_WHAT THE TASK REQUIRES_: Print the lines that follow word for word, omitting the pictures.

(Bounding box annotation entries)
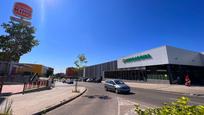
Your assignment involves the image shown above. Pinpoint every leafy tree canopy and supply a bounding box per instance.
[0,21,39,61]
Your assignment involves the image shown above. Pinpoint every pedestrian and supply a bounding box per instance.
[185,74,191,87]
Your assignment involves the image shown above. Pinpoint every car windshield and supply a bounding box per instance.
[115,80,124,84]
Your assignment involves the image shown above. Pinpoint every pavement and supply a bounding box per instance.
[46,82,204,115]
[0,82,86,115]
[125,82,204,96]
[1,84,24,93]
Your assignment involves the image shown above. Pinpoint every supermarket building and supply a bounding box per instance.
[85,46,204,85]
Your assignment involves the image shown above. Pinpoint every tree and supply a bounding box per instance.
[0,21,39,62]
[74,54,88,92]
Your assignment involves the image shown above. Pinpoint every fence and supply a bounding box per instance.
[23,80,49,92]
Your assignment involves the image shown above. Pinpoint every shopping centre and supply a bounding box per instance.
[85,46,204,85]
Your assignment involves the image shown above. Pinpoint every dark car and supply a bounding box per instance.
[104,79,130,93]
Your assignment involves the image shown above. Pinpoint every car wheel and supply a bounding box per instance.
[115,89,119,94]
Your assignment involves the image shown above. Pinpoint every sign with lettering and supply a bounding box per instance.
[123,54,152,63]
[13,2,33,19]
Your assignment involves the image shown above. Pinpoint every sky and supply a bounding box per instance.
[0,0,204,73]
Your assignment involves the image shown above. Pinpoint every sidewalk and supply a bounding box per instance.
[1,82,85,115]
[125,82,204,95]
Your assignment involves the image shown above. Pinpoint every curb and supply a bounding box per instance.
[131,87,204,97]
[33,88,87,115]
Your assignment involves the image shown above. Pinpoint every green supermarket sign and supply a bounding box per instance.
[123,54,152,63]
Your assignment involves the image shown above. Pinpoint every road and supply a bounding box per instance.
[47,83,204,115]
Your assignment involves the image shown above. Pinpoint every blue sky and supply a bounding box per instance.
[0,0,204,72]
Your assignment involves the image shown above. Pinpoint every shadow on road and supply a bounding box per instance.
[83,95,111,100]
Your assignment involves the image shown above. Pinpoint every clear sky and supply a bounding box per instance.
[0,0,204,72]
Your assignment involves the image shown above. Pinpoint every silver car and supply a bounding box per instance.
[104,79,130,93]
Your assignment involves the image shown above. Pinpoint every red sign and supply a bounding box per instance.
[13,2,32,19]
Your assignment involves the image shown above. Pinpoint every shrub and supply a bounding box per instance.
[135,97,204,115]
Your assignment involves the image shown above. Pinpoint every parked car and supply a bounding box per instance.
[63,79,74,84]
[104,79,130,93]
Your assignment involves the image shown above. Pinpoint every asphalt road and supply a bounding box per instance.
[47,83,204,115]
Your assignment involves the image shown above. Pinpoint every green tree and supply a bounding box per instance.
[0,21,39,62]
[74,54,88,92]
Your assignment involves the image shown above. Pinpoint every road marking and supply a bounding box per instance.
[169,98,203,105]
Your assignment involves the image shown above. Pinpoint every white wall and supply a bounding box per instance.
[167,46,204,66]
[117,46,168,68]
[117,46,204,68]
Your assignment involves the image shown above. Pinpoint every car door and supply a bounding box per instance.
[109,81,115,91]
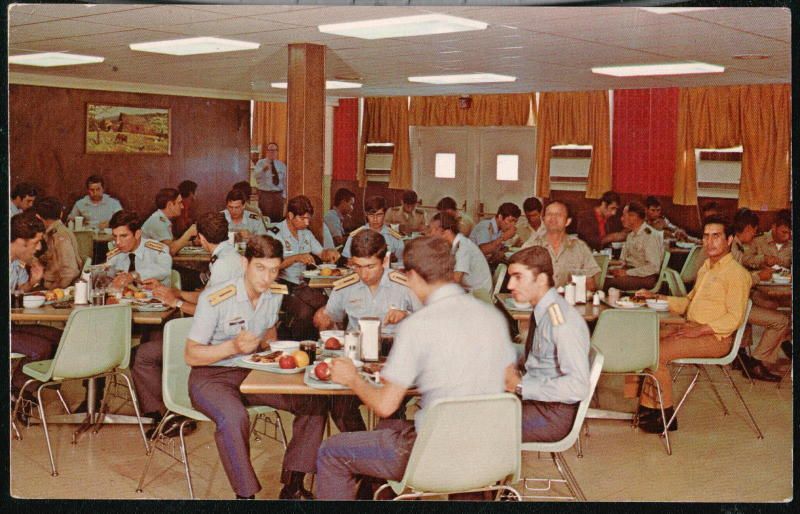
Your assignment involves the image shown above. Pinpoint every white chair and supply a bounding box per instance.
[667,300,764,439]
[521,348,603,501]
[375,393,522,500]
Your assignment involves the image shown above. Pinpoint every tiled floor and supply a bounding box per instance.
[11,362,793,502]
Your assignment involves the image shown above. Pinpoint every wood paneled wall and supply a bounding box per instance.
[9,84,250,224]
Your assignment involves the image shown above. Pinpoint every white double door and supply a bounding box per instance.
[410,127,536,222]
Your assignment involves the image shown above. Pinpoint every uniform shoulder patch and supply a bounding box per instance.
[547,303,564,327]
[208,284,236,306]
[333,273,361,291]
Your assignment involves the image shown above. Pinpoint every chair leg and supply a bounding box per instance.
[720,366,764,439]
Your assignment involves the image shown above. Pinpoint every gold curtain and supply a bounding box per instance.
[536,91,611,198]
[253,102,288,162]
[408,93,535,127]
[739,84,792,210]
[358,96,412,189]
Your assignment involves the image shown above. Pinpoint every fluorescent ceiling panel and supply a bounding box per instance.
[592,62,725,77]
[317,14,488,39]
[8,52,105,68]
[130,37,261,55]
[408,73,517,85]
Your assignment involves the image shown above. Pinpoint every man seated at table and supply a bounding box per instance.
[342,196,404,266]
[469,202,522,265]
[33,196,83,289]
[269,195,339,341]
[184,236,327,499]
[106,211,172,289]
[142,187,197,255]
[512,200,601,291]
[636,216,751,434]
[68,175,122,228]
[324,187,356,246]
[577,191,628,250]
[222,189,267,239]
[428,212,492,303]
[436,196,475,237]
[317,237,515,500]
[506,246,589,442]
[385,190,428,234]
[604,202,664,291]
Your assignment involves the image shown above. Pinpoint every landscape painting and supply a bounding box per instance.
[86,103,170,155]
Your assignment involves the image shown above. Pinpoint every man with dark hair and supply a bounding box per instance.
[33,196,83,289]
[317,237,515,500]
[8,182,39,219]
[142,187,197,255]
[184,236,327,499]
[385,189,428,234]
[269,195,339,341]
[342,192,404,266]
[469,202,522,264]
[577,191,627,250]
[605,202,664,291]
[506,244,589,442]
[67,175,122,228]
[324,187,356,246]
[636,217,751,434]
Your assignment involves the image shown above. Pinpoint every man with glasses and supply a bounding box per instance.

_TASK RESULT_:
Your assignment involves the image shown above. Pinpoint every leafy tree canopy and supply a bounding box per instance.
[0,21,39,61]
Your assignment involves the image shown above. Pinpoint every pedestrian and supply a bounding box per instance.
[185,74,191,87]
Your assignment involves the image shown above. Pinpoint every car windshield and supply a bounding box per instance.
[115,80,124,84]
Your assignment involves the image shown above. Pinpoint every pavement and supply a bounding box per instance.
[46,82,204,115]
[0,82,86,115]
[125,82,204,96]
[1,84,24,93]
Your assignment involves the image shown above. Pinpoint every supermarket building and supply a bounding box per instance.
[85,46,204,85]
Your assignment involves the image shown above. Pinpoint every tree and supply a bounding box per instance.
[0,21,39,62]
[74,54,88,92]
Your assignment involves the image shown above. Pinpoint every fence and supply a bounding box per instance.
[23,80,49,92]
Your assignment involves the image shown above. Pinpoint every shopping centre and supply a bounding box per instance.
[85,46,204,85]
Your assignment involves the image shown above. Pinpoint every dark car and supply a bounding box per instance.
[104,79,130,93]
Your assignment involves the image shown above. Pinpoint every car wheel and supply a bounding box per instance.
[115,89,119,94]
Your assignment involves the image shown above. Pinpoint every sign with lettering and supply a bounding box per instance.
[123,54,152,63]
[13,2,33,19]
Your assignment involves the image shown above. Pinpoint every sky and supply a bounding box per instance.
[0,0,204,73]
Your assignment involves the image shown above. Pinpoint every sidewalk and supply a bounding box per instance.
[1,82,85,115]
[125,82,204,95]
Your assignment involves the image shown above. Pinpoint every curb and supply a bounding box per instance.
[131,87,204,97]
[33,88,87,115]
Your assignment involves the image shown above. Pinpoint every green supermarket sign and supply a bounding box per instance.
[123,54,152,63]
Your assignment involves the image shown above. Pinpoint every road and supply a bounding box per instance.
[47,83,204,115]
Your assignment involves the image shown above. Pinpoint every blue sky and supply a bounding box per instance.
[0,0,204,72]
Your assignment involves the image shown above. Pinpoint every shadow on road and supply a bounding box per instance.
[83,95,111,100]
Your assignment involves the image shown above. Pinpoint every clear sky and supply a bounding box per instance.
[0,0,204,72]
Your assignment involves the image shown above. Pinpoint every silver car and supply a bounding box per instance.
[104,79,130,93]
Your assignment involves the image shown above. Pinpoint every red sign and supply a bounding box per instance.
[13,2,32,19]
Your assignment involves the image shown above. Pinpoint every shrub and supply a bounding box per instance.
[135,97,204,115]
Your assignment involves the image shown above. Pinpoint every parked car and supply a bounding box per instance.
[63,79,74,84]
[104,79,130,93]
Your assignment involves the image shown above. Pinpoint every asphalt road and supply a bounding box per instance.
[47,83,204,115]
Your assignment involves the image shown above. Pinpoint every green tree and supply a bounding box per instance.
[0,21,39,62]
[74,54,88,92]
Your assignment involves the image shown above. Pinpoint every road marking and supply a bounding box per instance.
[169,98,203,105]
Your assignment involves the image shown above. Pinpoint every white wall and supply a bounding box per instance.
[167,46,204,66]
[117,46,168,68]
[117,46,204,68]
Your assignment involves the image shown above. Pinpoint every car door and supply a bounding box per instance.
[109,81,115,91]
Your assignment involves the image shown above. Pinpoint every white chair and supply a bounding box per instance.
[667,300,764,439]
[521,348,603,501]
[375,393,522,500]
Your assignment involves the image shown above. Pinpoint every tiled floor and supply a bounding box per instance.
[11,362,793,502]
Your assignment involves the image shown above. Pinpoint every wood paneled wall and supply a bounding box per instance.
[9,84,250,224]
Your assignment involves the image shown above. Pinpoint every white double door and supply a bounding box per instance.
[410,127,536,222]
Your assignment involves the image shown above. Pinpoint every uniform shoulder patch and supply a bounding box per instance.
[547,303,564,327]
[208,284,236,306]
[333,273,361,291]
Your assignment involves the image shown above. Pinpoint every chair leg and supply a bounding box per instance.
[720,366,764,439]
Your assignment involves the image shown above. Pinpoint every gold curtain and supply a bounding box per instance.
[536,91,611,198]
[253,102,288,162]
[408,93,535,127]
[739,84,792,210]
[358,96,412,189]
Your assignment involves the image shown above. Pinpoint every fluorescent ceiling panel and supply a bounding box per instance.
[592,62,725,77]
[317,14,488,39]
[8,52,105,68]
[130,37,261,55]
[408,73,517,85]
Your assignment involves the image shown above. Pinpoint every man seated at table and supply a bounding box per instance.
[342,196,404,266]
[469,202,522,265]
[33,196,83,289]
[269,195,339,341]
[184,236,327,499]
[106,211,172,289]
[142,187,197,255]
[512,200,601,291]
[636,216,751,434]
[68,175,122,228]
[324,187,356,246]
[577,191,628,250]
[222,189,267,239]
[428,212,492,303]
[436,196,475,237]
[317,237,515,500]
[506,246,589,442]
[385,190,428,234]
[604,202,664,291]
Your assignment involves the image shown above. Pinpoint every landscape painting and supply a bounding box per instance.
[86,103,170,155]
Your assignment involves the image shown above. Pinpoint every man with dark hair and supply a bounding box per instance.
[33,196,83,289]
[317,237,515,500]
[8,182,39,219]
[142,187,197,255]
[184,236,327,499]
[385,189,428,234]
[269,195,339,341]
[342,192,404,266]
[469,202,522,264]
[577,191,627,250]
[605,202,664,291]
[506,244,589,442]
[67,175,122,228]
[324,187,356,246]
[636,217,751,434]
Your assignment involves the image shown above. Pinpoint every man with glasses and supply a bounding box per instance.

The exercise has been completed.